- Record excerpts -
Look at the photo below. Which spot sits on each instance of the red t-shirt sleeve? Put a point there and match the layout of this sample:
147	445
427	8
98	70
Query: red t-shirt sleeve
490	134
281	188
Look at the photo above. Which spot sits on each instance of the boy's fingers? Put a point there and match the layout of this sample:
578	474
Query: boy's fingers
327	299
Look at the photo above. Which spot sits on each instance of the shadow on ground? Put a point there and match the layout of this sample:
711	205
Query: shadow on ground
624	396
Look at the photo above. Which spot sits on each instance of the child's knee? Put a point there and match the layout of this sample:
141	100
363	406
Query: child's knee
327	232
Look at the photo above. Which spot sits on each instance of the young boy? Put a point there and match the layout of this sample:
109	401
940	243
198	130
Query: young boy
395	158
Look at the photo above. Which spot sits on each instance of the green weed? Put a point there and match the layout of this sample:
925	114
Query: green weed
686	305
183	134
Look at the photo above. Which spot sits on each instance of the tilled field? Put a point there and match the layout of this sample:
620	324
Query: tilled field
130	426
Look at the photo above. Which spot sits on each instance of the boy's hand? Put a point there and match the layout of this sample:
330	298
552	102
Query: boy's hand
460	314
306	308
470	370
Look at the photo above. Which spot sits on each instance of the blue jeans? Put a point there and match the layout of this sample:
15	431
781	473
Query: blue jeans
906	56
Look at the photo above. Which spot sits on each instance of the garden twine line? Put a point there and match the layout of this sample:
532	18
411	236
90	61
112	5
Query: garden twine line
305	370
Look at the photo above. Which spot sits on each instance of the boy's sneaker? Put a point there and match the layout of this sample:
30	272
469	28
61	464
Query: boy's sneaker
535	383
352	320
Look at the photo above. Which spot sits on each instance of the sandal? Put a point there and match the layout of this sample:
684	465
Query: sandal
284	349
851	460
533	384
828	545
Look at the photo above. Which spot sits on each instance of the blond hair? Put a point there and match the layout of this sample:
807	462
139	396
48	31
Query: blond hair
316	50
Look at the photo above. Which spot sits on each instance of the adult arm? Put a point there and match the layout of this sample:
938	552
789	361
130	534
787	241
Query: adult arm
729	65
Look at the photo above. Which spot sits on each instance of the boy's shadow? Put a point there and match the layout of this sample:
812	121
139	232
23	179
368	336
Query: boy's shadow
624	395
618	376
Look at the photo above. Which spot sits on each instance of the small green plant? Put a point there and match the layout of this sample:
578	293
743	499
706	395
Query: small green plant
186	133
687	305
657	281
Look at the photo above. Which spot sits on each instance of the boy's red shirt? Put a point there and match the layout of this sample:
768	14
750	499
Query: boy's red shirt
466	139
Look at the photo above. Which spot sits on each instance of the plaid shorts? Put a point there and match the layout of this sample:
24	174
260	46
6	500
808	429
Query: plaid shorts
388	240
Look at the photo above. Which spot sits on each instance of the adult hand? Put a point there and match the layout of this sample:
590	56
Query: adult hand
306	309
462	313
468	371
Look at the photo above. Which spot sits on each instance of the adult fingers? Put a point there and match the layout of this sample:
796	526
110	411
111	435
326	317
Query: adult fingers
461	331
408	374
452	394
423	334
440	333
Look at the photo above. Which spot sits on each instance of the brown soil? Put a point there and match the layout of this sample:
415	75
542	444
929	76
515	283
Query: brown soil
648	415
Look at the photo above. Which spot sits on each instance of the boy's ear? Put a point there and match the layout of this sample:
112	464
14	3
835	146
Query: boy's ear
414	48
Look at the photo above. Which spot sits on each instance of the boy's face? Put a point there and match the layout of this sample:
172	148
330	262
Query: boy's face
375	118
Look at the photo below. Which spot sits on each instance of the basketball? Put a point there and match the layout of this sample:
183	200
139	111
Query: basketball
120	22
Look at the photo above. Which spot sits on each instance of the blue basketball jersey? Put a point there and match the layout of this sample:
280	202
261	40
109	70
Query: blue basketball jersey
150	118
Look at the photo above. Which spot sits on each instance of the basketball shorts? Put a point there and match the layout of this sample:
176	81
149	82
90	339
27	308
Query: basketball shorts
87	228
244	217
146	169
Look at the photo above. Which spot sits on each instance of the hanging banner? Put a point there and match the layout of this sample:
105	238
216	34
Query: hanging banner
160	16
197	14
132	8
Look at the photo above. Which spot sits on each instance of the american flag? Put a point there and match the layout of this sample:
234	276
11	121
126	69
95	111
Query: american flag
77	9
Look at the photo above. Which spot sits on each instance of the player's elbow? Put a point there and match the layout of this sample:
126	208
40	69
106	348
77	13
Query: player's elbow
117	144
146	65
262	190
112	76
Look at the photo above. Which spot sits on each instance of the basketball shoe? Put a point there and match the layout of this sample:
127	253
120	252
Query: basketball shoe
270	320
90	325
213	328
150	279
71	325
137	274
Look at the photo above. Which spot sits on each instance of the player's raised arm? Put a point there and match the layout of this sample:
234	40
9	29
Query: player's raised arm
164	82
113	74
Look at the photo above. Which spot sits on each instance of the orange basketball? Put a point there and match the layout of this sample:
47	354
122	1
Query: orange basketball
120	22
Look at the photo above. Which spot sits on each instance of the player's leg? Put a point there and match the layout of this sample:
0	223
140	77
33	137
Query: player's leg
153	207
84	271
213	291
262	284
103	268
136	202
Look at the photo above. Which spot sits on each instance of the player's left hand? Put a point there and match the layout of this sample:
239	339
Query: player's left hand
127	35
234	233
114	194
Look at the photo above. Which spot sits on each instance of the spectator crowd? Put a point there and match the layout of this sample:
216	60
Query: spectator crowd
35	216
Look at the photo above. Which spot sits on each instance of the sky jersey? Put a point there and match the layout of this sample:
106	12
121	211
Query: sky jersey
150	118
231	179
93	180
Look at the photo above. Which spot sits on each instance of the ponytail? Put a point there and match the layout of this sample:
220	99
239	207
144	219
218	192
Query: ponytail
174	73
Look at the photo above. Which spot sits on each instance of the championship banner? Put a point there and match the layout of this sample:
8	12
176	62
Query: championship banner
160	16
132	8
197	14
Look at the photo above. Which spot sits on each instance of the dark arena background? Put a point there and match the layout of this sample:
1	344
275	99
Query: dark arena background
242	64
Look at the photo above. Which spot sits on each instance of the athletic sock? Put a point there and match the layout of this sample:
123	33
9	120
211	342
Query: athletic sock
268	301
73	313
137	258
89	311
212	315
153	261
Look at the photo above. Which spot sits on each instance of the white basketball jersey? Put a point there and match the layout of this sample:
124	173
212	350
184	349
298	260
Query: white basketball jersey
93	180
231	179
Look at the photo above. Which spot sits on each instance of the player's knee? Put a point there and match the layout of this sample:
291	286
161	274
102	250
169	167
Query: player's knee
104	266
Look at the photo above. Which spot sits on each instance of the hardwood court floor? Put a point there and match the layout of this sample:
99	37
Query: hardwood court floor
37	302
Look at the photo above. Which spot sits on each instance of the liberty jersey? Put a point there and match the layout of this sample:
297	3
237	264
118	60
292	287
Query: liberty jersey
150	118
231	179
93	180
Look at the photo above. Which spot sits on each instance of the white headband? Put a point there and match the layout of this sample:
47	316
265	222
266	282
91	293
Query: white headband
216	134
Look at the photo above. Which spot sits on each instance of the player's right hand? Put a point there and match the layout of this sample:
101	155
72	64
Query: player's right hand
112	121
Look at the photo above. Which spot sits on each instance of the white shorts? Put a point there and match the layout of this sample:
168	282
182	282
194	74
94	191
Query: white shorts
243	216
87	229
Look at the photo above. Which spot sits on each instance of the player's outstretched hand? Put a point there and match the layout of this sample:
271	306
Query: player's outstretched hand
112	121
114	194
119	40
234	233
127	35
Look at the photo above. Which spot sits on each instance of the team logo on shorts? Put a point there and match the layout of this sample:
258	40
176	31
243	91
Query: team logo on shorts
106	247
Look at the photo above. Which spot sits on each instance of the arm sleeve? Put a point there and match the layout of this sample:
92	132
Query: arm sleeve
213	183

- What you have to do -
Reproduce the data in its entirety, matching each character.

- Solution to the problem -
Look at the photo below. Which spot sits on each instance of the red t-shirt sleeve? Put a point there and match the layout of this sample:
147	445
427	8
98	70
Query: red t-shirt sleeve
490	134
281	188
Look at the photo above. Which spot sits on each instance of the boy's fingers? Put a point there and match the layout of this sample:
578	474
Query: boy's fingers
327	299
Look at the photo above. Which spot sits on each instance of the shadow on ground? Put a point there and match the layout of this sample:
711	205
Query: shadow on ground
624	396
Look at the photo above. Which spot sits on each instance of the child's knee? Put a point there and match the layout of this sample:
141	100
363	406
Query: child's knee
327	232
Look at the photo above. Which spot sits on each instance of the young boy? Put a point there and match the layout of this sample:
109	401
940	243
198	130
Query: young boy
395	158
Look at the photo above. Which spot sits on each instance of the green weed? Put a point there and match the layout of this sample:
925	114
Query: green weed
686	305
183	134
Look at the photo above. Which spot sits on each instance of the tilled field? Put a point there and match the layout of this sample:
620	324
Query: tilled field
130	426
Look at the photo above. Which spot sits on each instance of the boy's hand? Put a point there and match the layout of this sample:
330	298
552	102
Query: boy's hand
460	314
306	308
470	370
Look at the photo above. Which spot sits on each instance of the blue jeans? Put a point there and match the layout of this sample:
15	431
781	473
Query: blue jeans
906	56
Look at the photo above. Which spot sits on each instance of the garden twine line? Put a point there and match the layout of this sample:
532	18
411	236
90	61
112	5
Query: garden twine line
305	370
Look at the photo above. Which spot sits on each instance of the boy's sneaker? Put a point there and match the layout of this sample:
30	272
469	28
61	464
Query: boy's sneaker
535	383
352	320
Look at the photo above. Which spot sits on each instance of the sandal? Put a point there and match the layout of this sample:
684	465
Query: sandal
284	349
851	460
533	384
828	545
Look at the photo above. Which spot sits on each instance of the blond hair? Put a point there and match the layout of this sample:
807	462
139	396
48	31
Query: blond hair
316	50
Look at the photo above. Which spot sits on each instance of the adult arm? Put a point there and match the layout of this sample:
938	552
789	361
130	534
787	241
Query: adult arm
729	65
Look at the photo above. Which spot sits on each instance of the boy's shadow? Put a point there and match the layout of this sample:
812	121
139	232
23	179
368	336
Query: boy's shadow
624	395
618	376
Look at the photo above. Which spot sits on each instance of the small green plant? Put a point there and match the layout of this sample:
578	293
743	499
706	395
Query: small green plant
186	133
687	305
657	281
Look at the photo above. Which spot sits on each instance of the boy's red shirt? Put a point there and match the layout of this sample:
768	14
750	499
Query: boy's red shirt
466	139
Look at the photo above. Which spot sits on each instance of the plaid shorts? Put a point there and match the layout of this sample:
24	174
260	46
6	500
808	429
Query: plaid shorts
388	240
Look at the photo above. Which spot sits on each instance of the adult hand? Put a point there and match the layout of this sample:
590	56
Query: adult hand
306	309
462	313
468	371
Look at the photo above. Which spot sits on each instance of the adult fingers? Put a point there and match the layout of this sample:
796	526
110	411
111	435
326	317
Query: adult fingers
461	331
408	374
452	394
423	334
440	333
Look at the photo above. Which spot sits on each instance of the brown soil? Put a point there and match the layout of this sample:
415	75
542	444
929	76
515	283
Query: brown soil
648	415
Look at the photo above. Which spot sits on each instance of the boy's ear? Put a point there and match the layout of this sample:
112	464
14	3
835	146
Query: boy's ear
414	48
Look at the photo above. Which spot sits on each instance of the boy's face? Put a point there and match the layout of this sample:
172	148
330	262
Query: boy's face
375	118
Look at the photo below. Which spot sits on each instance of the basketball? Put a point there and match the layout of this sample:
183	200
139	111
Query: basketball
120	22
Look at the photo above. Which spot sits on each instance of the blue basketball jersey? Put a point there and match the layout of this sample:
280	202
261	40
109	70
Query: blue basketball jersey
150	118
Look at the photo above. Which spot sits on each instance of the basketball shorts? Put a point there and match the layout of this sample:
176	81
149	82
90	339
27	308
Query: basketball shorts
87	228
244	217
146	169
Look at the photo above. Which spot sits on each instance of the hanging banner? Put a point there and match the layout of this sample:
105	238
216	34
Query: hanging banner
160	16
197	14
132	8
Look at the photo above. Which spot sits on each instance of the american flag? Put a point there and match the layout of this sample:
234	276
11	121
126	69
95	111
Query: american flag
77	9
Look at the photo above. Which spot sits on each instance of the player's elbow? Put a point there and match the layout of this sample:
126	208
40	69
106	348
77	13
Query: player's elbow
117	144
146	65
262	190
112	76
Look at the photo above. Which spot sits on each instance of the basketball shoe? Put a point there and match the layout of this sample:
127	253
120	252
Query: basketball shoe
270	320
90	325
213	328
150	279
71	325
137	274
Look at the photo above. Which spot sits on each instance of the player's raised arm? Put a point there and match the layout of this sample:
234	40
9	29
Query: player's raised arm
164	82
113	74
Look at the photo above. Which spot sits on each instance of the orange basketball? Put a point there and match the layout of this sample:
47	354
122	1
Query: orange basketball
120	22
Look at the photo above. Which spot sits on each instance of the player's leg? Put a point there and match the layout of this sample:
0	223
140	77
33	137
Query: player's leg
153	207
84	271
213	291
262	284
103	268
136	202
Look at the photo above. Which spot sits on each instance of the player's left hand? Put a point there and match the layout of this sample:
239	339
Query: player's left hand
127	35
234	233
114	194
Look at the photo above. Which spot sits on each instance of the spectator crowd? Put a point there and match the layout of this sample:
216	60
Query: spectator crowd
35	216
Look at the photo above. Which spot sits on each instance of the sky jersey? Put a point there and match the layout of this sample:
106	12
121	211
Query: sky jersey
150	118
231	179
93	180
Look at the photo above. Which spot sits on each instance of the ponytail? Put a point there and match the layout of this sample:
220	99
239	207
144	219
218	192
Query: ponytail
174	73
Look at the photo above. Which spot sits on each instance of the championship banner? Put a point there and match the layout of this sample:
8	12
176	62
Query: championship banner
160	16
132	8
197	14
Look at the photo above. Which spot sits on each instance of the dark arena background? Put a point there and match the layout of this sample:
1	344
275	99
Query: dark arena background
242	64
Look at the photo above. Which spot sits on each instance of the athletic sock? Put a point there and match the layout of this sample:
123	33
9	120
211	342
Query: athletic sock
268	301
73	313
137	258
89	311
212	315
153	261
Look at the photo above. Which spot sits on each instance of the white basketball jersey? Put a point there and match the layout of this sample:
124	173
212	350
184	349
298	260
Query: white basketball jersey
93	180
231	179
Look at the photo above. Which spot sits on each instance of the player's knee? Put a point there and match the layout of this sample:
291	286
161	274
102	250
169	167
Query: player's knee
104	266
Look at the photo above. Which spot sits on each instance of the hardwood court floor? Put a point there and match the layout of this sample:
99	37
Query: hardwood court floor
37	302
Look at the photo above. Which spot sits on each instance of the liberty jersey? Put a point there and match the layout of this sample:
297	3
237	264
118	60
292	287
Query: liberty jersey
150	118
231	179
93	180
Look at the photo above. Which spot sits on each instance of the white headband? Put a point there and match the layout of this sample:
47	316
265	222
266	282
91	293
Query: white headband
216	134
Look at the photo above. Which spot sits on each instance of the player's right hand? Put a point there and match the layout of this sample:
101	155
72	64
Query: player's right hand
112	121
Look at the photo above. Which spot sits on each instance of the white shorts? Put a point there and match the layout of this sample:
168	282
182	282
194	74
94	191
Query: white shorts
243	216
87	229
Look at the photo above. Which spot sits on each instance of the player's outstretched hand? Put a point there and match the layout of this sample:
271	306
Query: player's outstretched hand
112	121
114	194
119	40
234	233
127	35
Look at the photo above. Which spot sits on each instance of the team logo on shorts? Put a point there and match the layout of this sample:
258	40
176	31
243	91
Query: team logo on shorts
106	247
Look at the photo above. Which spot sits on each instance of the arm sleeve? Put a point there and match the layout of this sample:
92	132
Query: arm sleeve
213	183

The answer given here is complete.